# [Description of the task]
Search the records below for the string "Query" and copy each line where it turns up.

=-=-=

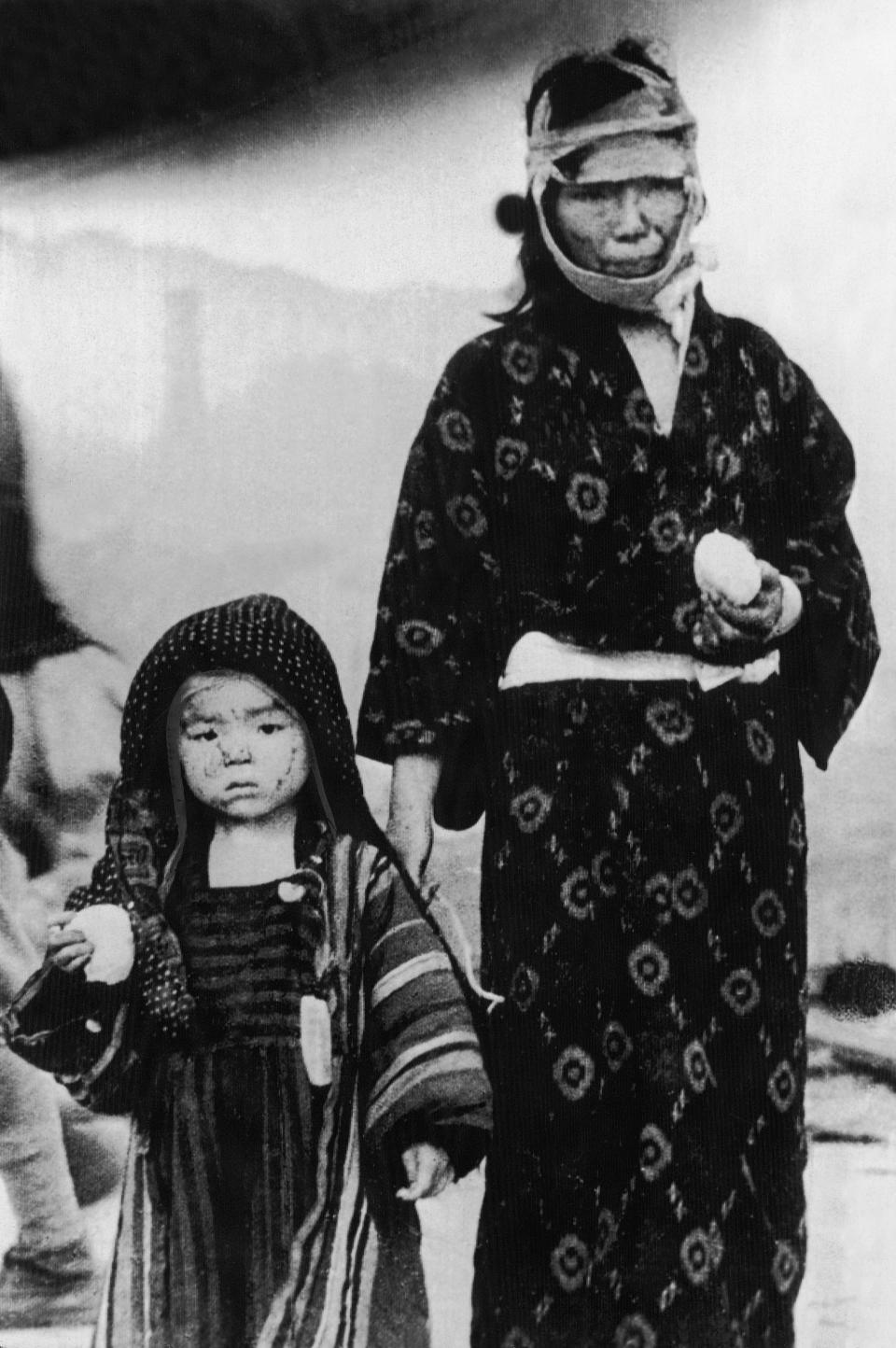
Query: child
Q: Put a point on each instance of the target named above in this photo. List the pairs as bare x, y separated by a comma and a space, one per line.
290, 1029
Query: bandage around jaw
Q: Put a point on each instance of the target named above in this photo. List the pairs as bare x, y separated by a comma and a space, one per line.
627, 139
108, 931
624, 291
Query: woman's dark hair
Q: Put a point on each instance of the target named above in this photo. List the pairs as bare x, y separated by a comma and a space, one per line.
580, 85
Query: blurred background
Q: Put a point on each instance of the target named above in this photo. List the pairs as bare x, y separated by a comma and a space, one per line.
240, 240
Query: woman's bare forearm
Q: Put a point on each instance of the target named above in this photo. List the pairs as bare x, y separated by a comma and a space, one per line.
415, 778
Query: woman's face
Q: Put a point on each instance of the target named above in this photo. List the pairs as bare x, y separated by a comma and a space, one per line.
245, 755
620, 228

=-=-=

# [Reply to the task]
Query: child
Query: bandage around jaw
Query: woman's dark hair
Query: blurred background
Query: woman's bare forearm
Query: woman's face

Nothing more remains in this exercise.